Start to finish, write out the entries exactly, leaving the pictures aside.

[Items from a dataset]
++++++++++++++++++++

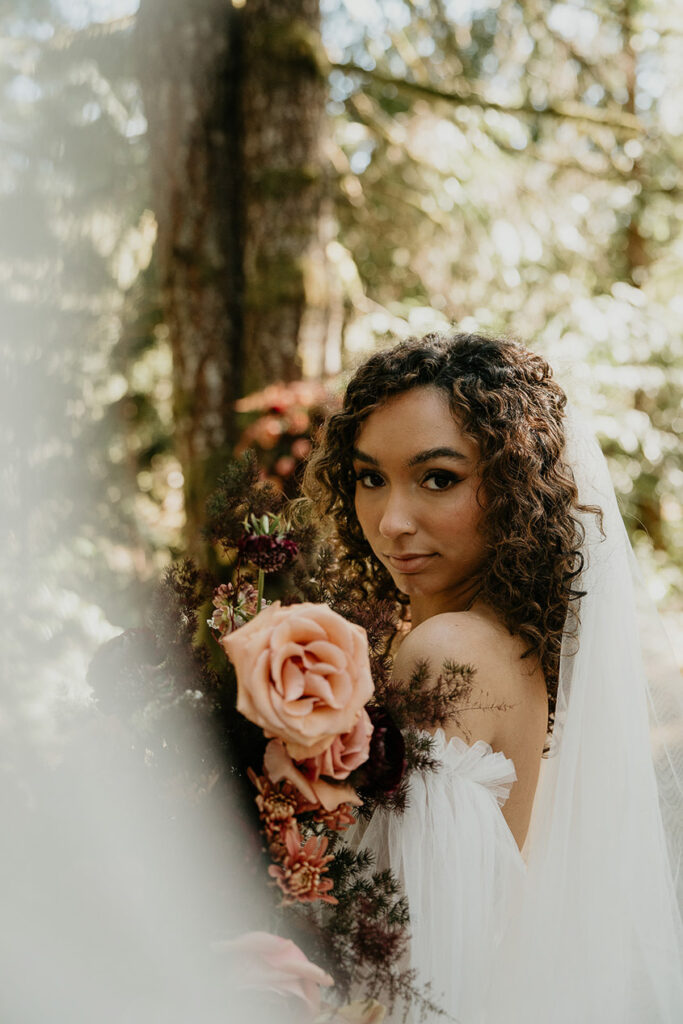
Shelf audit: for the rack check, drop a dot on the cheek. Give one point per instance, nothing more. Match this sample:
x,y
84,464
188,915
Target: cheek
x,y
360,507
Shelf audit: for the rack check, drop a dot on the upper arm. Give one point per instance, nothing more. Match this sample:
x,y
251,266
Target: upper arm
x,y
506,705
444,639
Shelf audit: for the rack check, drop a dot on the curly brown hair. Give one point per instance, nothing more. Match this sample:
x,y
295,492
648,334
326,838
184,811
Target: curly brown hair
x,y
505,399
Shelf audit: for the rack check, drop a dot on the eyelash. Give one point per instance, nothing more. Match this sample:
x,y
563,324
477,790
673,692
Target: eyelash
x,y
443,473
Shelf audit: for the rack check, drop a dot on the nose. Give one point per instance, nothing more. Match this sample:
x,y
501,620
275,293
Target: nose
x,y
396,519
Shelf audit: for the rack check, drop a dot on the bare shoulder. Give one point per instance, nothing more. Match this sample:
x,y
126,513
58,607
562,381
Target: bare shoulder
x,y
507,705
508,695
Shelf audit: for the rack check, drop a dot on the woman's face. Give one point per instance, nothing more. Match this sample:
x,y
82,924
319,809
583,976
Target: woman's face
x,y
417,501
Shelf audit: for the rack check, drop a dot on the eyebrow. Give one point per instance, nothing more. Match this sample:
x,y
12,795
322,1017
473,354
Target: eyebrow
x,y
417,460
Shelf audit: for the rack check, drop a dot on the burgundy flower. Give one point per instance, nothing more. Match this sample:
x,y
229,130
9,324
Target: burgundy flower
x,y
385,766
278,803
301,877
268,552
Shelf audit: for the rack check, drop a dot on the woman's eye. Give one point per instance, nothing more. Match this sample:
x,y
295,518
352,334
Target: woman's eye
x,y
439,479
369,479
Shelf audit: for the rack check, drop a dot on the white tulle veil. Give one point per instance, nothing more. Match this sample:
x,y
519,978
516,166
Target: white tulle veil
x,y
597,935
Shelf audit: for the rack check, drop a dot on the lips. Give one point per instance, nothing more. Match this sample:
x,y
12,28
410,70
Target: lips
x,y
414,562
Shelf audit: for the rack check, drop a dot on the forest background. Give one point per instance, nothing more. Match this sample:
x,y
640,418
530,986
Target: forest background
x,y
202,201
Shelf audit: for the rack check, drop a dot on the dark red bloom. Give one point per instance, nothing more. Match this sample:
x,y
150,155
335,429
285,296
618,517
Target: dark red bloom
x,y
268,552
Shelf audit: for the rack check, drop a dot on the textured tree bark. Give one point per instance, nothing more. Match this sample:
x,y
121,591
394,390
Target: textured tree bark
x,y
288,314
188,59
235,100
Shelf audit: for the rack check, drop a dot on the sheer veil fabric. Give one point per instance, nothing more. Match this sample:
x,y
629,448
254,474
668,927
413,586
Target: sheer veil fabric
x,y
587,926
597,935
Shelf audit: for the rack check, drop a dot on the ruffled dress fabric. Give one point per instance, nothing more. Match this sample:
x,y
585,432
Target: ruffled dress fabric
x,y
461,870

++++++++++++++++++++

** Response **
Shelf audit: for the rack check, drop a dot on the cheek. Give one point per instance, nothing more. Match this sample:
x,y
84,464
188,915
Target: cheek
x,y
360,507
Shelf audit: for the rack check, drop a dot on the upper arm. Give one point per instance, nothing more. Match this sample:
x,y
251,266
Target: upper arm
x,y
506,705
444,639
Shelf audit: for the rack check, drop a dot on the curly brown hair. Give one point per instance, nothing more. Match this sample:
x,y
295,492
648,334
326,838
184,811
Target: curly brown hair
x,y
505,399
Shelf audit: for the rack check, drop a dot on the eyelash. Give one point per instance, nothing more. Match this sample:
x,y
563,324
477,790
673,692
Target: eyelash
x,y
443,473
Shelf audit: for the rack check, drop a dot on the nose. Give one point per instance, nothing more. Match this sample:
x,y
501,620
275,293
Target: nose
x,y
396,519
Shelf audit: for the rack check, drop a dot on the bare shoulder. Give one point per instance, nothing more. Match this sample:
x,y
126,513
58,607
562,381
Target: bare shoulder
x,y
507,705
508,695
Shelf audit: for the rack check, drop a dot on the woman's face. Give one point per instance, nothing more. Match this sample:
x,y
82,924
319,809
583,976
Target: woman's face
x,y
417,501
Shelf audit: for the rack check, drop a dot on the eyebrow. Give one point per instance, nothing more. Match this sample:
x,y
12,795
322,1017
473,354
Target: eyebrow
x,y
417,460
Shelf audit: for the rack check, drop a dot on the burgundy flower. Give one point per instance, nothing more. Match this sample:
x,y
229,130
9,324
Target: burgundy flower
x,y
385,766
278,803
301,877
268,552
Shelf audit: for the rack check, drop a dot on the woman's eye. Give one point per instance, nothing more. Match this sample:
x,y
295,518
352,334
Target: woman's eye
x,y
439,479
369,479
Shelf audit: for the rack check, drop a dot on the white tulle veil. Give one point per instance, nothing more. Match this sample:
x,y
519,978
516,166
Target: white tulle veil
x,y
597,935
Shelf audit: for the rack check, drop a dot on the lips. Give one point per instance, nothing more. Match this sample:
x,y
12,28
410,70
Target: lips
x,y
414,562
Shelf audit: for the rack check, drop a dot on the forest background. Give one point per instance, nothing more. Match this sample:
x,y
640,418
530,986
Target: forest background
x,y
202,201
Shelf audit: for the rack check, drop a dot on the dark red bloom. Give one point per instance, nothing more. Match this sample:
x,y
150,155
335,429
285,296
618,517
Target: dark red bloom
x,y
268,552
Shelf audit: for the rack check, drop a dot on the textured tree bark. Give one point per instance, nothing more. Match this sample:
x,y
121,591
394,390
Target: textured tree bark
x,y
288,314
188,59
235,100
Shelf audit: for the rack check, drop a dot on the sheer veil fabric. Give one point per instance, nothing more. Match this sample:
x,y
629,448
254,474
668,927
413,586
Target: sheer veil fabric
x,y
587,926
597,935
Shelf audit: for the rack check, drop a dot on the ruffled dress fabric. Give one point per instance, nothing more. Match this sample:
x,y
585,432
Target: ruffled dress fabric
x,y
461,870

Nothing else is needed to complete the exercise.